Friday, September 28, 2007

 

Ask the Administrator: ABD Seeks JOB

A returning correspondent writes:

I am in the midst of completing my dissertation,
wrestling with 250 pages of text at the moment but I
should have everything wrapped up this spring. I
didn't plan on going on the job market until I was
well and truly done, but a job has just been
advertised that is so bang-on that I'd be a fool not
to apply. The place (just a shy of ivy league) is a
long shot but what they've advertised has me written
all over it and I'm wondering how best to deal with
some issues that, field and expertise aside, might
make me look less-than-ideal.

1. I am a citizen of the country (USA) where the
position is located, but I don't live there now and
without stating it I won't look like a citizen (none
of my post-secondary education is in the US). Should I
state that I am a citizen up front just so that it is
clear that there aren't any immigration issues?

2. It has taken me longer than average to complete my
PhD because of a series of life events over which I
had no control (deaths, illness, that sort of thing).
How do I address the gap in my record (no pubs, no
conferences, no progress, but I did teach), or do I
even mention it at all? Would this be something to
address in an interview if I am lucky enough to get
one?

3. How does one deal with the ABD thing? What phrases
do I use that convey that I really am chugging along
and almost done?

Thank you Dean Dad and anyone else who can help answer
these questions!



Since the questions are numbered, I'll address them in order.

1. Yes.
2. Don't mention it. Save it for the interview.
3. There's the rub...

"I'm almost done with the dissertation" ranks right up there with "the check is in the mail" and "I did not have sexual relations with that woman." It could be true. Or it could be sincere, but mistaken (the most common one, I think). Or it could be a flat-out lie.

In my time at PU, we sometimes simply culled any ABD candidates from the pool, period. We had seen enough (and known enough) people who came on board (there or elsewhere) swearing to high heaven that they were this close, only to have it drag out for years. Some places have adopted a de facto degree-in-hand requirement. (At my cc, we don't require Ph.D.'s, though we do prefer them.) I once posted my binary typology of dissertations:

The Two Types of Dissertations:

1. Done, defended, degree in hand.

2. Other.

That may seem cold, but it's based in fact.

The places that don't actually disqualify ABD's will still, in all likelihood, have a "show me" attitude towards them. Have you published any of your chapters anywhere? How many chapters are completed? Is the defense actually scheduled (meaning, a specific date)? Other than sincere assurances, what proof can you offer that you're actually "chugging along and almost done"?

More broadly, don't go in with excuses, assurances, or apologies. For heaven's sake, don't tell shaggy dog stories about your life to justify your lack of production. Go in like you own the place. Show them how wonderfully interesting, connected, and productive you are, and don't play defense until you're forced to. And even then, change the subject as quickly as possible.

One of the harder psychological shifts in this line of work is going abruptly from grad student peon to Professor. You need to walk the walk if you're going to do this.

Which raises another possibility. There's no such thing as The Dream Job. Job openings come and go. (Too few come, but that's another issue.) Applying for jobs takes time and psychic energy away from other things, like, say, finishing your dissertation. If your funding has run out and you just plain need the work, then the point is moot, but if you have the option to stay off the market until you're done, I'd recommend giving it serious thought.

Good luck!

Wise and worldly readers -- have you found an effective way around the ABD issue? Or should she finish first?

Have a question? Ask the Administrator at deandad (at) gmail (dot) com.

# [Record extracts]
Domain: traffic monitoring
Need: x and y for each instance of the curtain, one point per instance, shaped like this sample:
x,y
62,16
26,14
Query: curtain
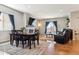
x,y
12,20
55,22
31,20
46,27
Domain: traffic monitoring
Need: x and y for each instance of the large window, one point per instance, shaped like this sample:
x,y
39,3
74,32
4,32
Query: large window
x,y
51,27
5,22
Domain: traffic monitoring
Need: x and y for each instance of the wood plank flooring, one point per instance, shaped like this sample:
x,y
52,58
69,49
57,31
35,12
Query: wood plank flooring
x,y
47,47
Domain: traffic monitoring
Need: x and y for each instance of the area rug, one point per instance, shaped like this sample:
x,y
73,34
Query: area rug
x,y
13,50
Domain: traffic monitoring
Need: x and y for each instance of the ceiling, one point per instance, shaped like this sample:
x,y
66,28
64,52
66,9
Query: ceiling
x,y
46,10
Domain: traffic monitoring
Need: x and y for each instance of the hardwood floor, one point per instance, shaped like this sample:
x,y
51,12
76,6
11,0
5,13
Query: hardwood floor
x,y
46,47
66,49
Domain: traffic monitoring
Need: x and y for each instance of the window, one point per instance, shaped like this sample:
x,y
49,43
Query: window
x,y
5,23
51,28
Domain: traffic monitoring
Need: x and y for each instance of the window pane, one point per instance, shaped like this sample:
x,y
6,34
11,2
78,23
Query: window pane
x,y
1,21
7,23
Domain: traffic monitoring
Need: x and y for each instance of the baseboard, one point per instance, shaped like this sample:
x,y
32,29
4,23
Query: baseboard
x,y
4,41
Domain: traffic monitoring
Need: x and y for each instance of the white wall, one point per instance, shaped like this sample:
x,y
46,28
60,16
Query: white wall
x,y
74,22
18,18
61,23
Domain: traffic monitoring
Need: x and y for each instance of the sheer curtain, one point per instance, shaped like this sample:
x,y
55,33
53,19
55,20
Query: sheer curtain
x,y
1,21
51,29
7,23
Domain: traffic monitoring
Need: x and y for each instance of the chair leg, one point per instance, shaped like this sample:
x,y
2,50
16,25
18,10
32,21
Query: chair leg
x,y
17,43
34,43
38,42
22,44
29,43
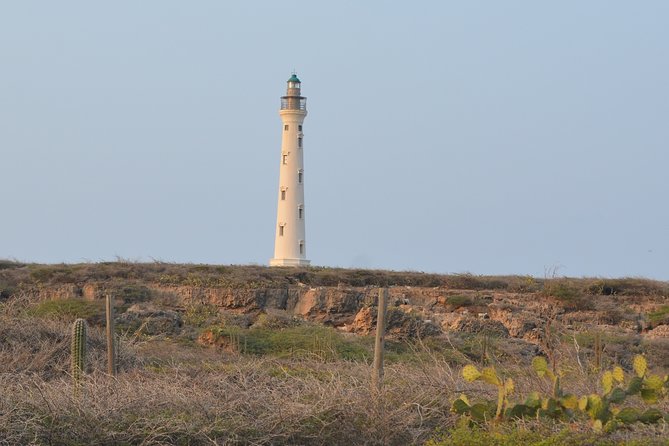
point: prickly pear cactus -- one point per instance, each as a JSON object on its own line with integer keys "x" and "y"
{"x": 78, "y": 349}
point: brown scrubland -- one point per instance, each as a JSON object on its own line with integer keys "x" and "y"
{"x": 282, "y": 356}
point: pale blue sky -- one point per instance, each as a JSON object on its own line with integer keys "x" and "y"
{"x": 489, "y": 137}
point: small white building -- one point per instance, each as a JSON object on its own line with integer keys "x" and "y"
{"x": 290, "y": 247}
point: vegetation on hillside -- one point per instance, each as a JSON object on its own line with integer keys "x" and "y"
{"x": 226, "y": 378}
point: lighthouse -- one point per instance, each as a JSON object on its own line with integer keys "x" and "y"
{"x": 290, "y": 248}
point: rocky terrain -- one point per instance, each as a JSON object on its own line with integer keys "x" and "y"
{"x": 212, "y": 354}
{"x": 522, "y": 308}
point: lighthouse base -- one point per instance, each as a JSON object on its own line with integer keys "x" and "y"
{"x": 289, "y": 262}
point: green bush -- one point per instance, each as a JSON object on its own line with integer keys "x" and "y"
{"x": 464, "y": 435}
{"x": 659, "y": 316}
{"x": 308, "y": 341}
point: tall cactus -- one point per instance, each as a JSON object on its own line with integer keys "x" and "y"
{"x": 78, "y": 349}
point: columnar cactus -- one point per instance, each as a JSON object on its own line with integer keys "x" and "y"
{"x": 78, "y": 349}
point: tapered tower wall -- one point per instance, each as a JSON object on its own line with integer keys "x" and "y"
{"x": 290, "y": 248}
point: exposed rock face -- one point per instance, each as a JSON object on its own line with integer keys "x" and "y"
{"x": 661, "y": 331}
{"x": 413, "y": 311}
{"x": 400, "y": 323}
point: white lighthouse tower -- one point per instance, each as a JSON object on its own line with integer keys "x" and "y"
{"x": 290, "y": 247}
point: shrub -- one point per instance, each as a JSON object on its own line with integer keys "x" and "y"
{"x": 307, "y": 340}
{"x": 659, "y": 316}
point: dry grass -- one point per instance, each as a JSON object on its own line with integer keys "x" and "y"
{"x": 13, "y": 275}
{"x": 170, "y": 391}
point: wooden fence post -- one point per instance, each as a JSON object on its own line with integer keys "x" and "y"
{"x": 111, "y": 353}
{"x": 377, "y": 373}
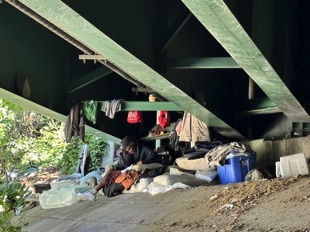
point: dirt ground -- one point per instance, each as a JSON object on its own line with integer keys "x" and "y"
{"x": 279, "y": 204}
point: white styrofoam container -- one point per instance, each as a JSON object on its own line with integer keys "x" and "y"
{"x": 293, "y": 165}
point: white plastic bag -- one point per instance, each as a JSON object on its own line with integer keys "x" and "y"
{"x": 154, "y": 188}
{"x": 56, "y": 198}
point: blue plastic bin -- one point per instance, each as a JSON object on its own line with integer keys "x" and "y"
{"x": 235, "y": 169}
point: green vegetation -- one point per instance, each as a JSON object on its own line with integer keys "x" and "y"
{"x": 30, "y": 139}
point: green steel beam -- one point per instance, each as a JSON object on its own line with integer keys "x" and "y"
{"x": 69, "y": 21}
{"x": 89, "y": 78}
{"x": 149, "y": 106}
{"x": 4, "y": 94}
{"x": 259, "y": 106}
{"x": 203, "y": 63}
{"x": 221, "y": 23}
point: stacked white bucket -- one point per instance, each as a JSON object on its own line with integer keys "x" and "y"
{"x": 292, "y": 165}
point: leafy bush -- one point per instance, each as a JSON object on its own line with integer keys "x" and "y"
{"x": 69, "y": 161}
{"x": 12, "y": 200}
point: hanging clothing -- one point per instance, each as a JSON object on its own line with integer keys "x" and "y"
{"x": 111, "y": 107}
{"x": 90, "y": 110}
{"x": 193, "y": 129}
{"x": 75, "y": 125}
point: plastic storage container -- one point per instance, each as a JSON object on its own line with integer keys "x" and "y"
{"x": 235, "y": 169}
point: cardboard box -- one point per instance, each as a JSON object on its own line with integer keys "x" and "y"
{"x": 293, "y": 165}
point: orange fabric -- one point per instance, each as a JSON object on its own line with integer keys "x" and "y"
{"x": 128, "y": 178}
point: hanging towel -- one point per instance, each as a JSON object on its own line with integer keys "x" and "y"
{"x": 193, "y": 129}
{"x": 111, "y": 107}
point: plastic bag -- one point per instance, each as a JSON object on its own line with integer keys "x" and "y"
{"x": 56, "y": 198}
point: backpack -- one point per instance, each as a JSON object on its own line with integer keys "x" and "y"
{"x": 134, "y": 116}
{"x": 164, "y": 118}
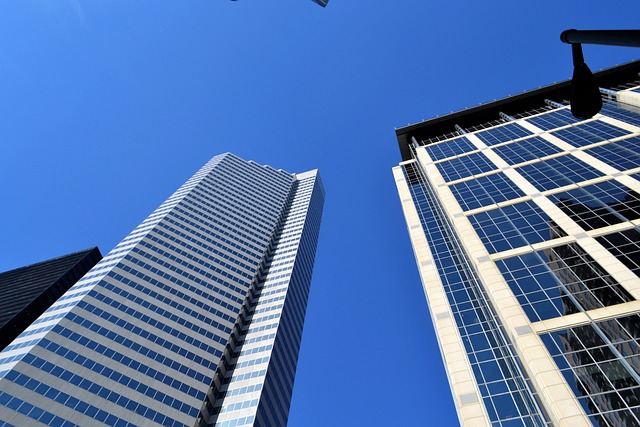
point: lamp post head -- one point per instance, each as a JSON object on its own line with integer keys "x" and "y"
{"x": 586, "y": 100}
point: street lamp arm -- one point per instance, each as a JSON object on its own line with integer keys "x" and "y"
{"x": 629, "y": 38}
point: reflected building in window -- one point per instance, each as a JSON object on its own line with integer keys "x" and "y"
{"x": 525, "y": 224}
{"x": 194, "y": 319}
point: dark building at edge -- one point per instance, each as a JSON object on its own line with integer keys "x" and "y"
{"x": 27, "y": 292}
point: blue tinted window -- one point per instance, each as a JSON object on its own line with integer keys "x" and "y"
{"x": 462, "y": 167}
{"x": 513, "y": 226}
{"x": 590, "y": 359}
{"x": 504, "y": 133}
{"x": 599, "y": 205}
{"x": 526, "y": 150}
{"x": 560, "y": 281}
{"x": 553, "y": 120}
{"x": 622, "y": 155}
{"x": 627, "y": 114}
{"x": 485, "y": 191}
{"x": 557, "y": 172}
{"x": 453, "y": 147}
{"x": 589, "y": 133}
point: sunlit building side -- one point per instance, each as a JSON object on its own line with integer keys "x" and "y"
{"x": 525, "y": 224}
{"x": 194, "y": 319}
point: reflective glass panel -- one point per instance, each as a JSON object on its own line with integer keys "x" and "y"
{"x": 622, "y": 155}
{"x": 525, "y": 150}
{"x": 557, "y": 172}
{"x": 599, "y": 205}
{"x": 553, "y": 120}
{"x": 462, "y": 167}
{"x": 589, "y": 133}
{"x": 505, "y": 133}
{"x": 559, "y": 281}
{"x": 514, "y": 226}
{"x": 600, "y": 363}
{"x": 452, "y": 147}
{"x": 485, "y": 191}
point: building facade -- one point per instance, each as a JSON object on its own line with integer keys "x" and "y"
{"x": 26, "y": 292}
{"x": 525, "y": 224}
{"x": 194, "y": 319}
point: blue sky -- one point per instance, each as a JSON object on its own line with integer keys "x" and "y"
{"x": 107, "y": 106}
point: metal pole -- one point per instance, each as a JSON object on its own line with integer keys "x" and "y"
{"x": 630, "y": 38}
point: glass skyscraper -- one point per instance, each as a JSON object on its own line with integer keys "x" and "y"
{"x": 194, "y": 319}
{"x": 525, "y": 224}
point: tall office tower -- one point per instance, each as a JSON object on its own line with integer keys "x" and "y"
{"x": 26, "y": 292}
{"x": 194, "y": 318}
{"x": 525, "y": 224}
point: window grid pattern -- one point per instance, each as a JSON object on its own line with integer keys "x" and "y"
{"x": 183, "y": 256}
{"x": 559, "y": 281}
{"x": 601, "y": 364}
{"x": 589, "y": 133}
{"x": 514, "y": 226}
{"x": 485, "y": 191}
{"x": 625, "y": 246}
{"x": 599, "y": 205}
{"x": 465, "y": 166}
{"x": 504, "y": 133}
{"x": 557, "y": 172}
{"x": 553, "y": 120}
{"x": 623, "y": 154}
{"x": 628, "y": 114}
{"x": 506, "y": 392}
{"x": 526, "y": 150}
{"x": 450, "y": 148}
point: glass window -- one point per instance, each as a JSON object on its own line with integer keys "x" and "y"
{"x": 625, "y": 246}
{"x": 589, "y": 133}
{"x": 599, "y": 363}
{"x": 557, "y": 172}
{"x": 452, "y": 147}
{"x": 525, "y": 150}
{"x": 514, "y": 226}
{"x": 623, "y": 155}
{"x": 505, "y": 133}
{"x": 560, "y": 281}
{"x": 462, "y": 167}
{"x": 485, "y": 191}
{"x": 599, "y": 205}
{"x": 555, "y": 119}
{"x": 622, "y": 112}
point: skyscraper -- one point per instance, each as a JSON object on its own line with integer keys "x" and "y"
{"x": 195, "y": 318}
{"x": 525, "y": 226}
{"x": 26, "y": 292}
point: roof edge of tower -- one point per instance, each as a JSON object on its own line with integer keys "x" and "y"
{"x": 511, "y": 105}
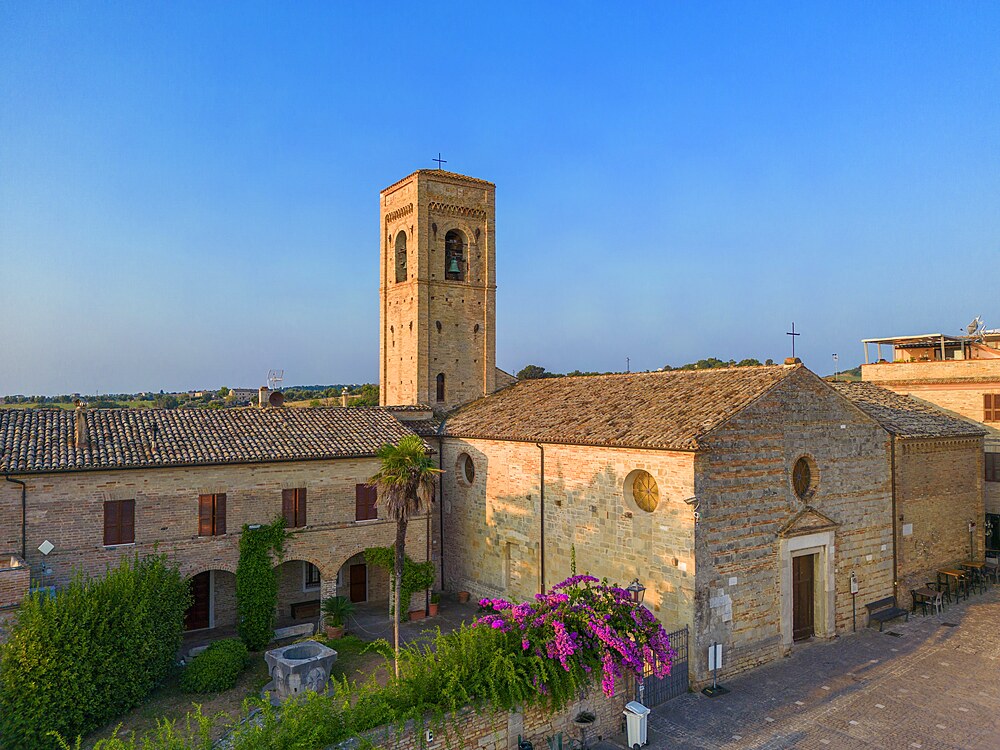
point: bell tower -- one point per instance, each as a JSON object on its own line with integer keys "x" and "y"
{"x": 437, "y": 290}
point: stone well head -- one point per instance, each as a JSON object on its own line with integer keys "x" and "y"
{"x": 299, "y": 667}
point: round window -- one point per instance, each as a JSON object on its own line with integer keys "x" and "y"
{"x": 468, "y": 467}
{"x": 805, "y": 478}
{"x": 645, "y": 492}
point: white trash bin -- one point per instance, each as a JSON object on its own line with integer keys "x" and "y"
{"x": 635, "y": 723}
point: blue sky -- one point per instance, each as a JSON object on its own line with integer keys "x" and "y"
{"x": 189, "y": 191}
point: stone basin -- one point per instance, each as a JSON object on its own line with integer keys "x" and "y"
{"x": 297, "y": 668}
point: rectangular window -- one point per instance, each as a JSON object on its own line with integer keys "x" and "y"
{"x": 991, "y": 407}
{"x": 310, "y": 576}
{"x": 293, "y": 507}
{"x": 364, "y": 503}
{"x": 119, "y": 522}
{"x": 993, "y": 467}
{"x": 212, "y": 515}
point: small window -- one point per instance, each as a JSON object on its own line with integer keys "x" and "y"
{"x": 454, "y": 256}
{"x": 467, "y": 467}
{"x": 212, "y": 514}
{"x": 991, "y": 407}
{"x": 401, "y": 257}
{"x": 365, "y": 503}
{"x": 993, "y": 467}
{"x": 645, "y": 493}
{"x": 310, "y": 576}
{"x": 119, "y": 522}
{"x": 805, "y": 478}
{"x": 293, "y": 507}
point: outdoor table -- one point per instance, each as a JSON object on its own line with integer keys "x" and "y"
{"x": 945, "y": 576}
{"x": 924, "y": 596}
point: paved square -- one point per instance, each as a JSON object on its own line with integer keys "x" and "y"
{"x": 936, "y": 685}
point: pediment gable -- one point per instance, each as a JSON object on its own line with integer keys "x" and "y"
{"x": 807, "y": 521}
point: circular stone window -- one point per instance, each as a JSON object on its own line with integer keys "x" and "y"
{"x": 805, "y": 478}
{"x": 467, "y": 468}
{"x": 644, "y": 491}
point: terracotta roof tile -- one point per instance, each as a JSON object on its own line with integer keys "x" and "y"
{"x": 39, "y": 440}
{"x": 904, "y": 416}
{"x": 667, "y": 410}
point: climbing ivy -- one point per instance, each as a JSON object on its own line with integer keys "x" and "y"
{"x": 257, "y": 582}
{"x": 416, "y": 576}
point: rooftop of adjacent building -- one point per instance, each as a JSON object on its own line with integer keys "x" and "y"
{"x": 47, "y": 440}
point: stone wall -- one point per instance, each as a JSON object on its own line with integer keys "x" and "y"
{"x": 747, "y": 503}
{"x": 492, "y": 525}
{"x": 67, "y": 509}
{"x": 939, "y": 489}
{"x": 499, "y": 730}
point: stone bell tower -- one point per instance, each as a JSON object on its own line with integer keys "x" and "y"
{"x": 437, "y": 290}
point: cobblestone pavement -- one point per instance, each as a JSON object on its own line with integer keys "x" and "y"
{"x": 936, "y": 685}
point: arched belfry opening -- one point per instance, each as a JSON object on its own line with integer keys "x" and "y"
{"x": 454, "y": 255}
{"x": 401, "y": 257}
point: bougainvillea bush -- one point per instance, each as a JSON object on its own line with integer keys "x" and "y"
{"x": 588, "y": 627}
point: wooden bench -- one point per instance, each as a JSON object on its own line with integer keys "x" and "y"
{"x": 884, "y": 610}
{"x": 301, "y": 610}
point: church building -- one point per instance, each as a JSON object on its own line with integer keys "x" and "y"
{"x": 747, "y": 501}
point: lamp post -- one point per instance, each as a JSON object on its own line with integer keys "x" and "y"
{"x": 636, "y": 590}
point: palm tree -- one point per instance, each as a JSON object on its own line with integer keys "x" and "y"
{"x": 405, "y": 484}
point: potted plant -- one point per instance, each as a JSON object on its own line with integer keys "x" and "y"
{"x": 336, "y": 610}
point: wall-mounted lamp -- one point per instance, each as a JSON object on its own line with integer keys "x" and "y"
{"x": 637, "y": 591}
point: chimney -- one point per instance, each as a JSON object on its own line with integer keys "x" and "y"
{"x": 80, "y": 420}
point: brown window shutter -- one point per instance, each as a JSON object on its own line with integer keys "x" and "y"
{"x": 300, "y": 507}
{"x": 220, "y": 513}
{"x": 360, "y": 503}
{"x": 126, "y": 518}
{"x": 111, "y": 523}
{"x": 205, "y": 515}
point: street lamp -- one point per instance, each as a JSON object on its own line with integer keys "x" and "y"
{"x": 637, "y": 591}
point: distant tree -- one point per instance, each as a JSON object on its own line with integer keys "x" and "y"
{"x": 366, "y": 395}
{"x": 533, "y": 372}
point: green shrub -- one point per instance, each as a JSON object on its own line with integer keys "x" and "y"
{"x": 94, "y": 651}
{"x": 257, "y": 583}
{"x": 216, "y": 668}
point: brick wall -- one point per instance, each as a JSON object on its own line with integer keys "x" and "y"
{"x": 746, "y": 500}
{"x": 492, "y": 528}
{"x": 939, "y": 489}
{"x": 431, "y": 325}
{"x": 67, "y": 509}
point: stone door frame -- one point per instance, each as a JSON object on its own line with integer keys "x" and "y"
{"x": 822, "y": 545}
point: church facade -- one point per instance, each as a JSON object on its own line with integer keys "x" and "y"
{"x": 747, "y": 501}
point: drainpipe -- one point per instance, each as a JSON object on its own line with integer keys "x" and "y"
{"x": 541, "y": 542}
{"x": 895, "y": 553}
{"x": 24, "y": 514}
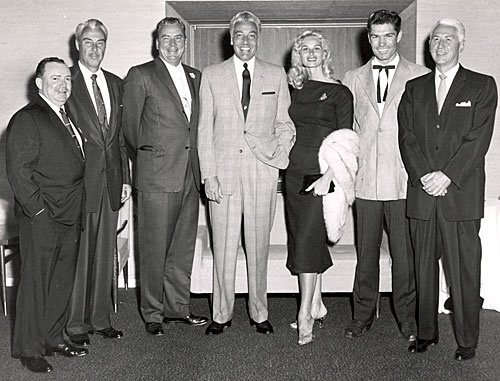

# [Required work]
a. Which questions does the advice column on ABD job seekers say a place with a "show me" attitude will ask an ABD candidate? List all of them.
b. Take the advice column on ABD job seekers further, picking up right after its final sentence.

# [Per-task outputs]
a.
- Have you published any of your chapters anywhere?
- How many chapters are completed?
- Is the defense actually scheduled (meaning, a specific date)?
- Other than sincere assurances, what proof can you offer that you're actually "chugging along and almost done"?

b.
Comments:
Tangential question: What is the standard protocol?

I'm working from the assumption that most jobs are advertised in the fall and complete the hiring process in the spring.

If you finish you dissertation in the fall, before the job season really gets underway, then you end up kicked out of the nest for the spring semester and have to find a temporary job, move out of grad student housing, etc.?

However, if you finish your dissertation in the spring, you can continue to receive support from the department all year and continue to work on your research.

I always suspected that for people applying for relatively prestigious jobs that the advisor's letter of recommendation was fairly candid about the state of the dissertation project. The advisor doesn't want to look like a fool if the student screws up.
 
To the ABD:
Consider the possibility that your thesis adviser might apply for that dream job. (Senior hires are quite common in R1 programs.) Can you win that job? That is what DD means about going after it with authority.

In my field, physics, you can get a post-doc while ABD but you cannot be hired into a t-t faculty job without a PhD in hand. Accreditation requires it if you are to teach graduate-level classes. Typical hires at the R1 level will have significant post-PhD research and publication experience and are expected to get a research grant immediately. You would have to be Louis de Broglie with a dissertation worthy of a Nobel Prize to get hired ABD in physics.

I can't speak to any other markets, but have written about the Physics job demand composed over the summer pursuant to some blogs on that general topic.

Later in that series is the observation that getting that dream job and earning tenure in it are very different things. But if the expectation for faculty at your dream school is to be internationally respected before granting tenure, you need to convince them you will be there in 5 years.

To anonymous:
The protocol is institution dependent. Many will hire you as a post-doc (in areas where grants support research) or adjunct for the remainder of the year and don't care where you live if you pay rent. Others will throw you out on the street the next day. My own advice is elsewhere in the thread on physics jobs: if you don't have a plan until after you finish, you are making a big mistake.
 
On the ABD issue, my department (in the humanities) certainly looks at ABD candidates, but we need to be sure that they'll finish before the job begins. So for the first cut it might be enough to hear from you that you had one chapter left to write, and from your advisor that you were almost done. If you made that cut, we'd probably want a scheduled defense and to see a complete draft before we'd risk inviting an ABD to campus.

Institutions vary widely of course.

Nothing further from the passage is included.